▶ _Short problem_
Reproduce word for word the part of the speech from "Through your presence" up to and including "you grow it.".
[start of Document text]
They told me that I was too engaged, that I was too emotional, I was too -- too much for the news and so they put me on a talk show one day just to run out my contract. And that was the beginning of my story. So I say, even when things are difficult, be grateful. Honor your calling, don't worry about how successful you will be. Don't worry about it. Focus on how significant you can be in service and the success will take care of itself. And always take a stand for yourself. Your values, you are defined by what you stand for. Your integrity is not for sale.
From the very beginning of my career in Baltimore, and I walked in the room and all of the men in the room said to me you need to change your name, because nobody is going to remember your name. You need to change your name and I said what do you want me to change it to? They said we think Susie is a good name. Susie is a friendly name. Susie is a name that people will remember. People can relate to Susie. I said I think I'm going to keep my name if people remember it or not. It is my name. You have to be willing to stand up for what you believe in. If I -- if I could count the number of times I have been asked to compromise and sell out myself for one reason or another, I would be a billionaire 10 times over. My integrity is not for sale and neither is yours.
There are many times -- there are many times Diane Hudson, who has working with me for 20 years can tell you this, many times when we were told that we would lose the advertisers, we would lose the ratings. I said I'm going to take the high road. They said you won't be able to survive in this business taking the high road. You won't be able to get the numbers. The advertisers will drop out and I said let them. Let them. We will chart our own course. We will stand up for what we believe in. And 21 years later, we're still the number one show.
The human death of our integrity is the most we have to offer and I would beseech you to remember what Harriet Tubman said of her efforts to spirit slaves from the plantation. Harriet Tubman once said that she could have liberated thousands more if only she could have convinced them that they were slaves. So do not be a slave to any form of selling out. Maintain your integrity. It has always been, I believe, the only solution to all of the problems in the world and it remains the only solution.
Through your presence here today, you come from a long line of giants whose shoulders you strand on, giants who graduated from this school and giants who never made it to school. I believe in the words of Jimmy Baldwin, your crown has been paid for, so put it on your head and wear it. Your crown has been paid for and so as you walk forth from this place, these hallowed grounds today, the most important lesson I can offer you from my own life is that in order to remain successful, to continue to wear the crown, as you walk the path of privilege, you must not forget the less privileged you left behind.
You cannot continue to succeed in the world or have a fulfilling life in the world unless you choose to use your life in service somehow to others and give back what you have been given. That's how you keep it. That's how you get it. That's how you grow it.
We are in a crisis in this country with black youth. They don't know what you know. They are falling and they're failing. They are dropping out at rates of 50 percent and higher because we, our generation, didn't teach them who they are. We have a responsibility to raise them up, to lift them up to save them, to liberate them from themselves, go out and save a child. And sometimes it doesn't even take a lot to save somebody. As you all know, I built this beautiful school in South Africa, and I spent a lot of time trying to grow my daughters into a future as bright as yours and I can't wait to see some of them come to Howard University.
[end of Document text]
[start of Provided data]
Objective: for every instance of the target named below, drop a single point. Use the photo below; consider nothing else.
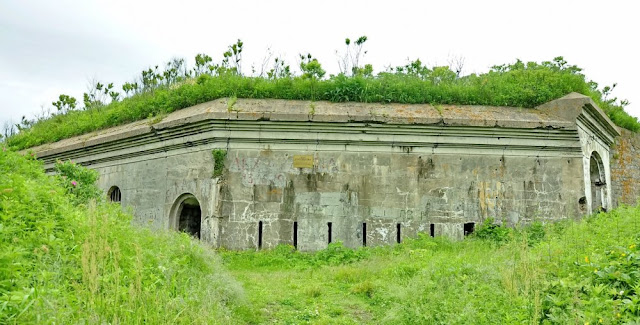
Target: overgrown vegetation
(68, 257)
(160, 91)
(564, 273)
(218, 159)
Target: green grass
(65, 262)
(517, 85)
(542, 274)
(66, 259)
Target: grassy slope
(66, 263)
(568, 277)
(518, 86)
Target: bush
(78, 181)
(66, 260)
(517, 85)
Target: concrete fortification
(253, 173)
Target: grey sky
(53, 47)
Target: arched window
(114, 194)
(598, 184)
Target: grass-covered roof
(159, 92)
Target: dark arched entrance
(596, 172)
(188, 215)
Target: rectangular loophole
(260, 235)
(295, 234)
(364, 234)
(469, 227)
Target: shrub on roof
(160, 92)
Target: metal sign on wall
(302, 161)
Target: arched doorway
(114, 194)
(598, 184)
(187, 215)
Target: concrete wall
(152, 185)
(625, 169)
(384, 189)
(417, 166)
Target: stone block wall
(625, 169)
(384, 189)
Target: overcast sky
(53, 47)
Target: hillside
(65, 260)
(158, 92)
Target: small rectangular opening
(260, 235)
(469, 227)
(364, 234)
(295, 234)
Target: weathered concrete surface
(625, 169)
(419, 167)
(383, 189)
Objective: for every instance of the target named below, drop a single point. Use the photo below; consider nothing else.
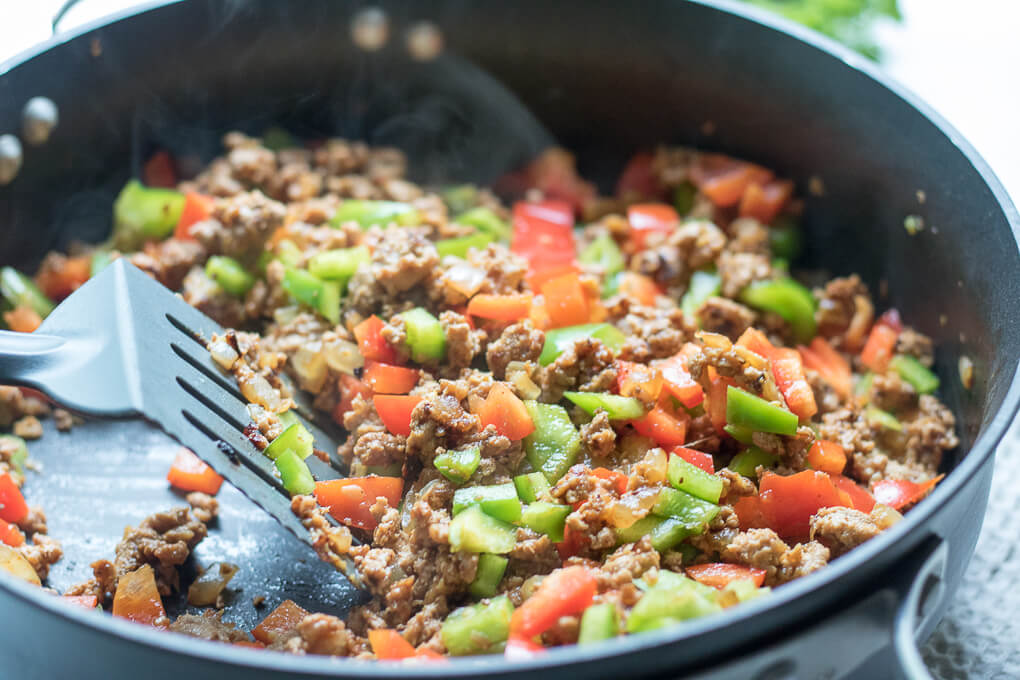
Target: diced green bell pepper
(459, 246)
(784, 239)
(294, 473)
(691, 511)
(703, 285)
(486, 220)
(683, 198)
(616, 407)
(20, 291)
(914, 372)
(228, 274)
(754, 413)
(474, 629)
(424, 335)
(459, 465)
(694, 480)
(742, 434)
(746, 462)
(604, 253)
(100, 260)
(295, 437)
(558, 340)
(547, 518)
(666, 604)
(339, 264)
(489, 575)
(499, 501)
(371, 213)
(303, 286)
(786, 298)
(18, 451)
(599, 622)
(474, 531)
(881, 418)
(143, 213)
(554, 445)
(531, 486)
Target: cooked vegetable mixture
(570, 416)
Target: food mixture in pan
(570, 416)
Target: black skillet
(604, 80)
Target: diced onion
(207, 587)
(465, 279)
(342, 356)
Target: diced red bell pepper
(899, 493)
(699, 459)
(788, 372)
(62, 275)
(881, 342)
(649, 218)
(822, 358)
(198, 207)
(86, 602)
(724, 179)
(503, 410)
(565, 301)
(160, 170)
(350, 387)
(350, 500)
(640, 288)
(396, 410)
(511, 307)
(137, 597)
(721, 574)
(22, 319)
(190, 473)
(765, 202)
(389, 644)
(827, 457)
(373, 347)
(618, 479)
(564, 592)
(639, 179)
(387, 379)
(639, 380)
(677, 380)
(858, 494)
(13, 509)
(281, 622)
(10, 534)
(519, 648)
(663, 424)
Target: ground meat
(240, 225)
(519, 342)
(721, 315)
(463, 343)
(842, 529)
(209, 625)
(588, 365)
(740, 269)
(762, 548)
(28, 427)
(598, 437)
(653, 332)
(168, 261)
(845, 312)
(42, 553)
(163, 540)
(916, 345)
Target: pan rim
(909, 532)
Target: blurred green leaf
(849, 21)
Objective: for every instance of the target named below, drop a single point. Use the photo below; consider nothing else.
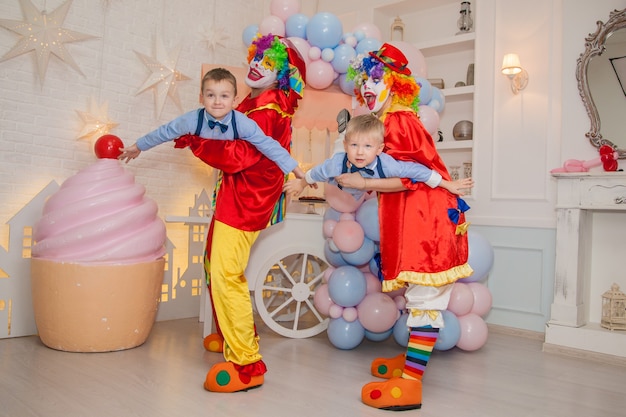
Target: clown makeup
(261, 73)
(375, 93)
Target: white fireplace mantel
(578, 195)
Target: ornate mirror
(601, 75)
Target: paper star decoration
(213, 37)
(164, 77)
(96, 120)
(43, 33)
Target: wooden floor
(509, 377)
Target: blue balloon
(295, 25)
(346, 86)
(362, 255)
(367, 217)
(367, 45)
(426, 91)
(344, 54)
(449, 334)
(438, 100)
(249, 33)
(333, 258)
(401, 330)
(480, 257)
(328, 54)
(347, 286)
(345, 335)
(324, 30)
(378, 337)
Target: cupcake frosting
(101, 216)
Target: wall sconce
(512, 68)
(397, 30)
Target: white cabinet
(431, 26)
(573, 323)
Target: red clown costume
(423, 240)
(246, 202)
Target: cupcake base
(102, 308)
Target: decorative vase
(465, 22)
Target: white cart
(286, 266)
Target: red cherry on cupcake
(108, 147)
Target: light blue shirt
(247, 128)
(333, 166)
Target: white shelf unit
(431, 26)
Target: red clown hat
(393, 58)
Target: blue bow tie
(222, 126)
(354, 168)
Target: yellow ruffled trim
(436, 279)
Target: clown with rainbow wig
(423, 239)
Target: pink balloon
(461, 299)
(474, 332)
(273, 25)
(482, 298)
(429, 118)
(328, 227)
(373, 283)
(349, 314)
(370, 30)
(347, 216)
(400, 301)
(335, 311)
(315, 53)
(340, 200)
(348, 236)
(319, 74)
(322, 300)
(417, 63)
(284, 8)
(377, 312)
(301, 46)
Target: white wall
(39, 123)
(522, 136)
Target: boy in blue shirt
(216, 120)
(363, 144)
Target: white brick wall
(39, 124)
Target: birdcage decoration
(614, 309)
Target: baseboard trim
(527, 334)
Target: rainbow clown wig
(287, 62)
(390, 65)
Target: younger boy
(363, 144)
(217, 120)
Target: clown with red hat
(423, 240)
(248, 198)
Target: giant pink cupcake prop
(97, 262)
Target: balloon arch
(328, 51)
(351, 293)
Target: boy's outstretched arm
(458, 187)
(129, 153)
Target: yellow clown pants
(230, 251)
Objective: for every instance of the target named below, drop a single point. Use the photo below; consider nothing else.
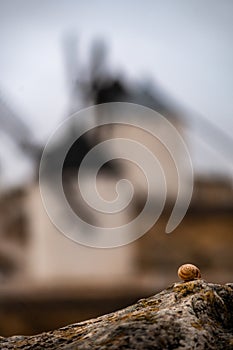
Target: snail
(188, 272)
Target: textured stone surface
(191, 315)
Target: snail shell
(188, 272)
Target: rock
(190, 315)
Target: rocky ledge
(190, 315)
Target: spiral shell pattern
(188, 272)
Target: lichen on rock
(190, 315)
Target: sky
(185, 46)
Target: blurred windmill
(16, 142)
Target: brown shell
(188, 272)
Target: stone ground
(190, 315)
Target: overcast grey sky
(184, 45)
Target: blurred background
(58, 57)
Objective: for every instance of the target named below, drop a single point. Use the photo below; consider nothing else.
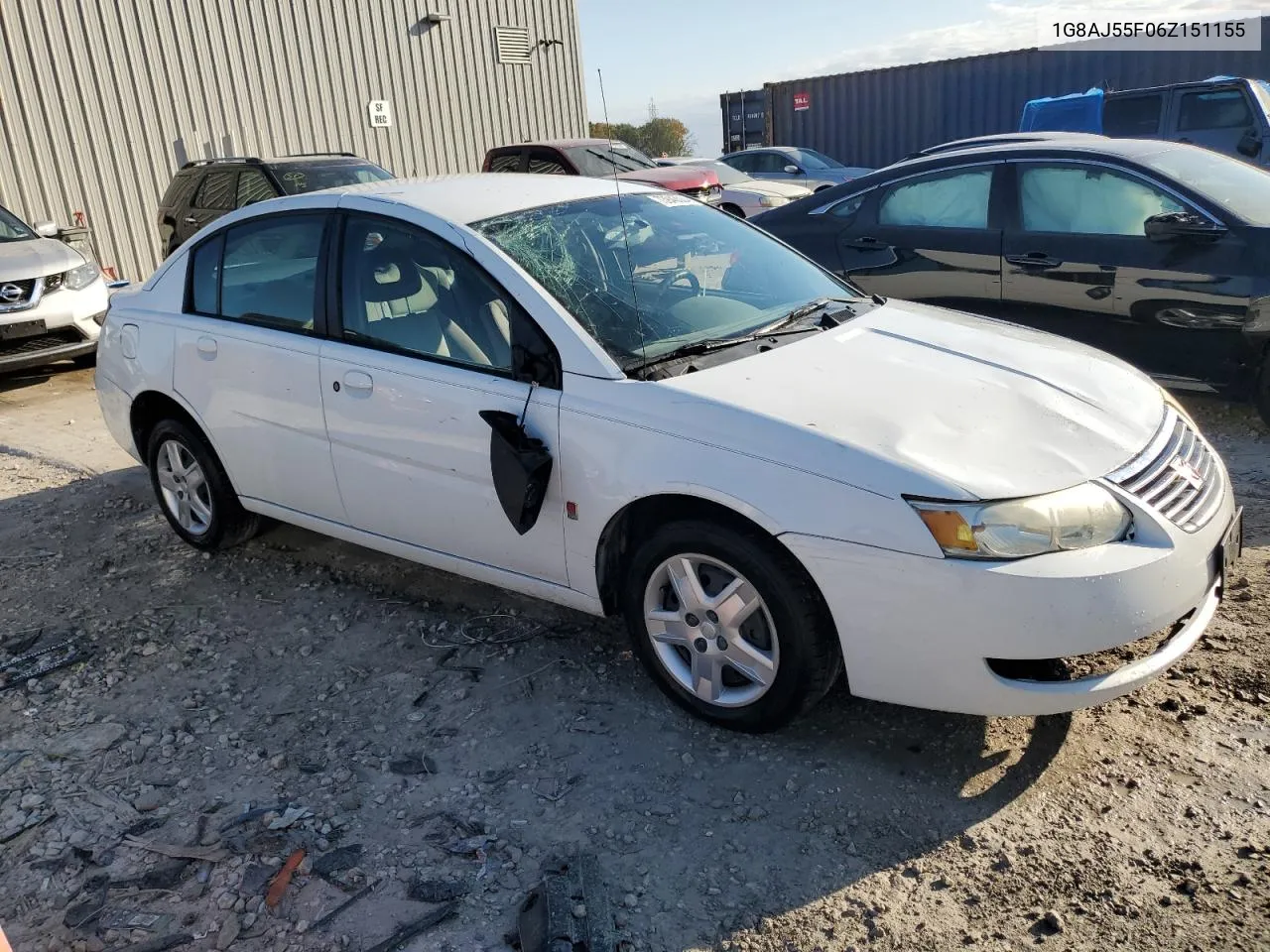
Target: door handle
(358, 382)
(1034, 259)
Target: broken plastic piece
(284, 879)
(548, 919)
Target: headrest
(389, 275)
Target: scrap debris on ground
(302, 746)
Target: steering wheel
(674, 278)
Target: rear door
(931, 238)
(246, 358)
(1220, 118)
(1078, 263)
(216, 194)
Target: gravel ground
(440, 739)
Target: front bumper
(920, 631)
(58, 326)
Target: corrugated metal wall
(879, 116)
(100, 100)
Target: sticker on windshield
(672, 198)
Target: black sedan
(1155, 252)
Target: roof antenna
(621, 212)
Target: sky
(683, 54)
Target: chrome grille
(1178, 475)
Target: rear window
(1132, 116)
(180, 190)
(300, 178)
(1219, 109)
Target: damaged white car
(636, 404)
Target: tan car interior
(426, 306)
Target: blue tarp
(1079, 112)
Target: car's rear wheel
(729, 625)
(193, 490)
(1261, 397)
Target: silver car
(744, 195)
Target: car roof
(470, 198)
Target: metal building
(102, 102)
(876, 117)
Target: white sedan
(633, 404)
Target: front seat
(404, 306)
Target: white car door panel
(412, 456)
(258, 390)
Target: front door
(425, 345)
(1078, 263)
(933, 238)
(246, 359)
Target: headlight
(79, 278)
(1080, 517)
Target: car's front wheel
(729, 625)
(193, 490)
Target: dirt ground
[end of Provided data]
▶ _Solution for this problem_
Through your presence here today, you come from a long line of giants whose shoulders you strand on, giants who graduated from this school and giants who never made it to school. I believe in the words of Jimmy Baldwin, your crown has been paid for, so put it on your head and wear it. Your crown has been paid for and so as you walk forth from this place, these hallowed grounds today, the most important lesson I can offer you from my own life is that in order to remain successful, to continue to wear the crown, as you walk the path of privilege, you must not forget the less privileged you left behind.
You cannot continue to succeed in the world or have a fulfilling life in the world unless you choose to use your life in service somehow to others and give back what you have been given. That's how you keep it. That's how you get it. That's how you grow it.